They also noted the Breonna Taylor case and the #SayHerName campaign, which brings attention to Black women like Taylor whose cases go unheard or are silenced.
Burke said she herself has dealt firsthand with the erasure that Black women often endure, when people failed to acknowledge the #MeToo movement was started and led by Black women and people of color.
“I’ve heard people … not acknowledge that there is a Black woman right now trying to hold this narrative, hold this work and push a narrative forward that is opposite of what we’ve heard in the news, about it being about Hollywood and white women, powerful white men, or powerful men, period,” Burke said.
“So as a Black woman, I feel both the pride and the burden of carrying this kind of work forward,” she said.
The coronavirus pandemic has also presented unique challenges for the movement.
During the pandemic, the group has seen a 20 percent rise in intimate partner violence and increased concerns about child sexual assaults, Ayers said, so they’ve shifted toward offering virtual resources and programming, including a survey that revealed stark disparities.
“We’re hearing Black survivors say, ‘I don’t have money to eat,’” Ayers said. “The disparity is just growing as a result of the pandemic and we need to be able to talk about that, not only in a qualitative way but we need the data to be able to help those who have money understand where we need to be pushing resources and why.”

***

Reproduce word for word the stretch of the #MeToo passage from "Burke said she" through "people of color.". The listing has nothing to do with the passage about the #MeToo movement.

***

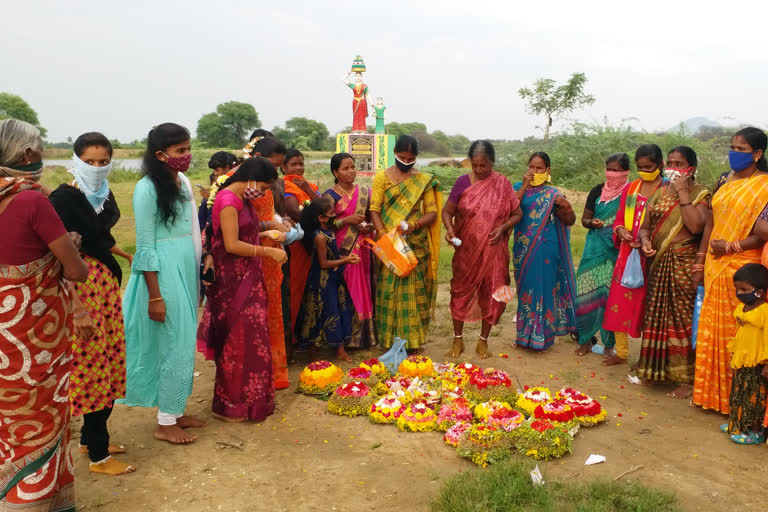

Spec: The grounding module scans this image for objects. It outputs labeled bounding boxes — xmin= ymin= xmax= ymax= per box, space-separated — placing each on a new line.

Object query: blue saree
xmin=513 ymin=182 xmax=576 ymax=350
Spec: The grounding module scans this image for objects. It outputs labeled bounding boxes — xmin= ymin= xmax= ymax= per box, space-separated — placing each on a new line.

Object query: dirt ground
xmin=73 ymin=285 xmax=768 ymax=512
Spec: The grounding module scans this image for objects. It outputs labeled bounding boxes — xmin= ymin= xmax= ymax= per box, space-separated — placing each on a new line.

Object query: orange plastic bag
xmin=362 ymin=228 xmax=418 ymax=277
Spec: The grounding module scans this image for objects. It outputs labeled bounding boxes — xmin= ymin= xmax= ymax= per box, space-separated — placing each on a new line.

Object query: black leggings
xmin=80 ymin=407 xmax=112 ymax=462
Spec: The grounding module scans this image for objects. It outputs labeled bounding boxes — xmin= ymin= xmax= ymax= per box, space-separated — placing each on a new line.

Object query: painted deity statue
xmin=372 ymin=98 xmax=387 ymax=133
xmin=344 ymin=72 xmax=368 ymax=133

***

> _Response below_:
Burke said she herself has dealt firsthand with the erasure that Black women often endure, when people failed to acknowledge the #MeToo movement was started and led by Black women and people of color.